-- Goal of the exercise --
Extract all data as written.

-- Coordinate labeling data --
::::::
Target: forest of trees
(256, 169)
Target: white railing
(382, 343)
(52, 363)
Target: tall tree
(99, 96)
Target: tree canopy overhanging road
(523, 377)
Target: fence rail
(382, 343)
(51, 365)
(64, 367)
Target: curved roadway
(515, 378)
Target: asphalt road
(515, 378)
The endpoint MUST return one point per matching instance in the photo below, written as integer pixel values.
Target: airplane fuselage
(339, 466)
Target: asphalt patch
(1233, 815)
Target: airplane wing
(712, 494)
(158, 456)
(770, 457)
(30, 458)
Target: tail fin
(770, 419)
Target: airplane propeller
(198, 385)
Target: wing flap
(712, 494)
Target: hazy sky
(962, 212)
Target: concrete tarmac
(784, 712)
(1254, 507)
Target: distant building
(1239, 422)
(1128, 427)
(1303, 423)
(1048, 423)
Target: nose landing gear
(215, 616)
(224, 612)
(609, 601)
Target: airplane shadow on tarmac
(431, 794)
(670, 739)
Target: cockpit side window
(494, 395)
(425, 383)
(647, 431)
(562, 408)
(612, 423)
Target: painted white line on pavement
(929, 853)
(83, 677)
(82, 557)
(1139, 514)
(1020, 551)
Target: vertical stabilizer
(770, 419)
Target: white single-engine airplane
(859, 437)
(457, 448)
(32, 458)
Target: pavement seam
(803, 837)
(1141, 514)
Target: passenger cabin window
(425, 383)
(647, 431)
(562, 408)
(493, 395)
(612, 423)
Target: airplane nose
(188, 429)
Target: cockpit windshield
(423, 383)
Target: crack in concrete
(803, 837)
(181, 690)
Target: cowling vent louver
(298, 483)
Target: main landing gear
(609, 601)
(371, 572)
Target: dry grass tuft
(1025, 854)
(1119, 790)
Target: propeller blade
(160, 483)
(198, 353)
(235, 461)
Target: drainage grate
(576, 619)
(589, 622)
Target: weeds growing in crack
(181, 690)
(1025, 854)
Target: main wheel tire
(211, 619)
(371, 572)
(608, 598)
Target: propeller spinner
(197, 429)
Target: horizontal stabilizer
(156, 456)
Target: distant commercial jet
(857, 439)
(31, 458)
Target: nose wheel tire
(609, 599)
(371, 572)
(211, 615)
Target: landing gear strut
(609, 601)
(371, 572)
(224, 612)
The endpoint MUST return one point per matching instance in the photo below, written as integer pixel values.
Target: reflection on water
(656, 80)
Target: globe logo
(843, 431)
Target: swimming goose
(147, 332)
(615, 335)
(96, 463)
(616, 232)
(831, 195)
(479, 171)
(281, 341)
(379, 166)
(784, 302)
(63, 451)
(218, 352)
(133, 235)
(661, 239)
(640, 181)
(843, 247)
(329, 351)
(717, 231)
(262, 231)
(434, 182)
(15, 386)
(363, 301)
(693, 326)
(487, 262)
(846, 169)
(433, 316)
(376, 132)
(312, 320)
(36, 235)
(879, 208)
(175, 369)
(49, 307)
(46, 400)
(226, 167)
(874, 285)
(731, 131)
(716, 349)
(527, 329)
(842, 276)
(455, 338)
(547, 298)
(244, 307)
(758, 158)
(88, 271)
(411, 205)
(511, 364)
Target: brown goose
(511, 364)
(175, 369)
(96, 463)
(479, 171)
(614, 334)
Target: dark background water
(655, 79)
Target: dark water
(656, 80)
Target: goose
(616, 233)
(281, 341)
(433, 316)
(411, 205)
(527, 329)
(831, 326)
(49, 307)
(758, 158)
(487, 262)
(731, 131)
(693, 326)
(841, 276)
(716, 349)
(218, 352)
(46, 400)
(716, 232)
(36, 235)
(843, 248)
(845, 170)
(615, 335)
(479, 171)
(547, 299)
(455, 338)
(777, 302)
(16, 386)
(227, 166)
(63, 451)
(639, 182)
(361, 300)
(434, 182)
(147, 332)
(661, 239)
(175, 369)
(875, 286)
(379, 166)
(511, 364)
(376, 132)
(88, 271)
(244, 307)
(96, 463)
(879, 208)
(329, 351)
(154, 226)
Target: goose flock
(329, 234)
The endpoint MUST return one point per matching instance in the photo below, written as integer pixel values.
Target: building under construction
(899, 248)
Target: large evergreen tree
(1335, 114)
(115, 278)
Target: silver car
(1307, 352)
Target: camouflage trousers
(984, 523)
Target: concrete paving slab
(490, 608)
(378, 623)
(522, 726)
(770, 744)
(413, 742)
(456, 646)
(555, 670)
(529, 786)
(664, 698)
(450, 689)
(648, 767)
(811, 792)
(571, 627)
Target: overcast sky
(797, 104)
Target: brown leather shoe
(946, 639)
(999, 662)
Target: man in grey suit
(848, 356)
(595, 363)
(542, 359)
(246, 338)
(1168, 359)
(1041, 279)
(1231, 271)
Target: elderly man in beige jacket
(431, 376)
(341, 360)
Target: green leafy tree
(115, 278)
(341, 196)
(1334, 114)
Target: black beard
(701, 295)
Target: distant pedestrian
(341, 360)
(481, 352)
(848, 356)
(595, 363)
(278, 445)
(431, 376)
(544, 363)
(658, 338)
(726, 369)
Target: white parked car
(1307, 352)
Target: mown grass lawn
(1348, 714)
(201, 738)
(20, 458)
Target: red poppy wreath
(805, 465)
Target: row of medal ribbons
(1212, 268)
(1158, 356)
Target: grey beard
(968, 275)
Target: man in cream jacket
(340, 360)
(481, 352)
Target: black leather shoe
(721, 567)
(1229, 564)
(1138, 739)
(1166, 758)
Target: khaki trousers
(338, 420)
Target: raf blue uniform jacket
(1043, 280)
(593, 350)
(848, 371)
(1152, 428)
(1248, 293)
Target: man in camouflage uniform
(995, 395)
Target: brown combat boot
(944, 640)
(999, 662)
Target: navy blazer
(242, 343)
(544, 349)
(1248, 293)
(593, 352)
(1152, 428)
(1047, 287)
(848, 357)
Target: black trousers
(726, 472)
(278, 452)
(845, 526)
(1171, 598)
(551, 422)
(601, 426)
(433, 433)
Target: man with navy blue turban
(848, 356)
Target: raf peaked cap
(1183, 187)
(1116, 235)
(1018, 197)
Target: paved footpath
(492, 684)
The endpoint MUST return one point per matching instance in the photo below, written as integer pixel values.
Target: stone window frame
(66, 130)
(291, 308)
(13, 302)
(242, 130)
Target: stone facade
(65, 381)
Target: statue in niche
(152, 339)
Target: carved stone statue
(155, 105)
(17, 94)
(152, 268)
::::::
-- Written answer --
Target: forest of trees
(256, 169)
Target: white railing
(382, 343)
(52, 363)
Target: tall tree
(99, 96)
Target: tree canopy overhanging road
(523, 377)
Target: fence rail
(382, 343)
(51, 365)
(64, 367)
Target: curved roadway
(515, 378)
Target: asphalt road
(515, 378)
The endpoint MUST return one point per matching instance in the photo below, written as integer pixel values.
Target: airplane fuselage
(339, 466)
Target: asphalt patch
(1233, 815)
Target: airplane wing
(712, 494)
(158, 456)
(770, 457)
(30, 458)
Target: tail fin
(770, 419)
Target: airplane propeller
(198, 385)
Target: wing flap
(712, 494)
Target: hazy sky
(962, 212)
Target: concrete tarmac
(784, 712)
(1254, 507)
Target: distant building
(1239, 422)
(1128, 427)
(1303, 423)
(1048, 423)
Target: nose landing gear
(215, 616)
(224, 612)
(609, 601)
Target: airplane shadow on tarmac
(431, 794)
(670, 739)
Target: cockpit side window
(494, 395)
(425, 383)
(647, 431)
(562, 408)
(612, 423)
Target: painted white line on pavement
(929, 853)
(83, 677)
(82, 557)
(1139, 514)
(1020, 551)
Target: vertical stabilizer
(770, 419)
Target: white single-engine airplane
(859, 437)
(457, 448)
(32, 458)
Target: pavement seam
(803, 837)
(1141, 514)
Target: passenger cabin window
(425, 383)
(647, 431)
(562, 408)
(493, 395)
(612, 423)
Target: airplane nose
(188, 429)
Target: cockpit windshield
(423, 383)
Target: crack in concrete
(803, 837)
(181, 690)
Target: cowling vent louver
(298, 483)
Target: main landing gear
(609, 601)
(371, 572)
Target: dry grass tuft
(1025, 854)
(1119, 790)
Target: propeller blade
(160, 483)
(198, 353)
(235, 461)
Target: drainage grate
(576, 619)
(589, 622)
Target: weeds growing in crack
(181, 690)
(1025, 854)
Target: main wheel tire
(211, 619)
(371, 572)
(608, 598)
Target: propeller spinner
(197, 429)
Target: horizontal stabilizer
(156, 456)
Target: distant commercial jet
(857, 439)
(31, 458)
Target: nose wheel tire
(609, 599)
(371, 572)
(211, 615)
Target: landing gear strut
(609, 601)
(371, 572)
(224, 612)
The endpoint MUST return one point per matching instance in the photo below, written as integer pixel values.
Target: reflection on water
(656, 80)
Target: globe logo
(843, 431)
Target: swimming goose
(147, 332)
(615, 335)
(96, 463)
(616, 232)
(831, 195)
(479, 171)
(281, 341)
(379, 166)
(784, 302)
(63, 451)
(218, 352)
(133, 235)
(661, 239)
(640, 181)
(843, 247)
(329, 351)
(717, 231)
(262, 231)
(434, 182)
(15, 386)
(363, 301)
(693, 326)
(487, 262)
(846, 169)
(433, 316)
(376, 132)
(312, 320)
(36, 235)
(879, 208)
(175, 369)
(49, 307)
(46, 400)
(226, 167)
(874, 285)
(731, 131)
(716, 349)
(527, 329)
(842, 276)
(455, 338)
(547, 298)
(244, 307)
(758, 158)
(88, 271)
(411, 205)
(511, 364)
Target: brown goose
(511, 364)
(175, 369)
(96, 463)
(479, 171)
(614, 334)
Target: dark background water
(655, 79)
Target: dark water
(656, 80)
Target: goose
(616, 233)
(281, 341)
(433, 316)
(411, 205)
(527, 329)
(831, 326)
(49, 307)
(758, 158)
(487, 262)
(731, 131)
(693, 326)
(841, 276)
(716, 349)
(218, 352)
(46, 400)
(716, 232)
(36, 235)
(843, 248)
(845, 170)
(615, 335)
(479, 171)
(547, 299)
(455, 338)
(777, 302)
(16, 386)
(227, 166)
(63, 451)
(639, 182)
(361, 300)
(434, 182)
(147, 332)
(661, 239)
(175, 369)
(875, 286)
(379, 166)
(511, 364)
(376, 132)
(88, 271)
(244, 307)
(96, 463)
(879, 208)
(329, 351)
(154, 226)
Target: goose flock
(329, 234)
The endpoint MUST return one point per matching instance in the photo below, written as integer pixel values.
Target: building under construction
(899, 248)
Target: large evergreen tree
(1335, 114)
(115, 278)
Target: silver car
(1307, 352)
Target: camouflage trousers
(984, 523)
Target: concrete paving slab
(490, 608)
(378, 623)
(522, 726)
(770, 744)
(413, 742)
(456, 646)
(555, 670)
(529, 786)
(664, 698)
(450, 689)
(648, 767)
(811, 792)
(571, 627)
Target: overcast sky
(797, 104)
Target: brown leather shoe
(946, 639)
(999, 662)
Target: man in grey suit
(848, 356)
(595, 363)
(542, 359)
(246, 338)
(1168, 359)
(1041, 279)
(1231, 271)
Target: elderly man in beige jacket
(431, 376)
(341, 360)
Target: green leafy tree
(115, 278)
(341, 196)
(1334, 114)
Target: black beard
(701, 295)
Target: distant pedestrian
(341, 360)
(481, 352)
(848, 356)
(595, 363)
(278, 445)
(431, 376)
(544, 363)
(658, 338)
(726, 369)
Target: white parked car
(1307, 352)
Target: mown grass lawn
(1348, 714)
(201, 738)
(20, 458)
Target: red poppy wreath
(805, 465)
Target: row of medal ribbons
(1212, 268)
(1158, 356)
Target: grey beard
(968, 275)
Target: man in cream jacket
(340, 360)
(481, 352)
Target: black leather shoe
(721, 567)
(1229, 564)
(1138, 739)
(1166, 758)
Target: khaki trousers
(338, 420)
Target: raf blue uniform jacket
(1043, 280)
(593, 350)
(848, 371)
(1152, 428)
(1248, 293)
Target: man in camouflage uniform
(995, 395)
Target: brown combat boot
(944, 640)
(999, 662)
Target: navy blazer
(242, 343)
(544, 349)
(1248, 293)
(593, 352)
(1152, 428)
(1047, 287)
(848, 357)
Target: black trousers
(726, 472)
(278, 452)
(845, 526)
(1171, 598)
(551, 422)
(601, 426)
(433, 433)
Target: man with navy blue turban
(848, 356)
Target: raf peaked cap
(1183, 187)
(1116, 235)
(1018, 197)
Target: paved footpath
(492, 684)
The endpoint MUST return one point per matching instance in the photo below, written as integer pixel values.
Target: stone window frame
(66, 130)
(291, 308)
(13, 302)
(242, 130)
Target: stone facade
(65, 381)
Target: statue in niche
(152, 339)
Target: carved stone statue
(155, 105)
(17, 94)
(152, 268)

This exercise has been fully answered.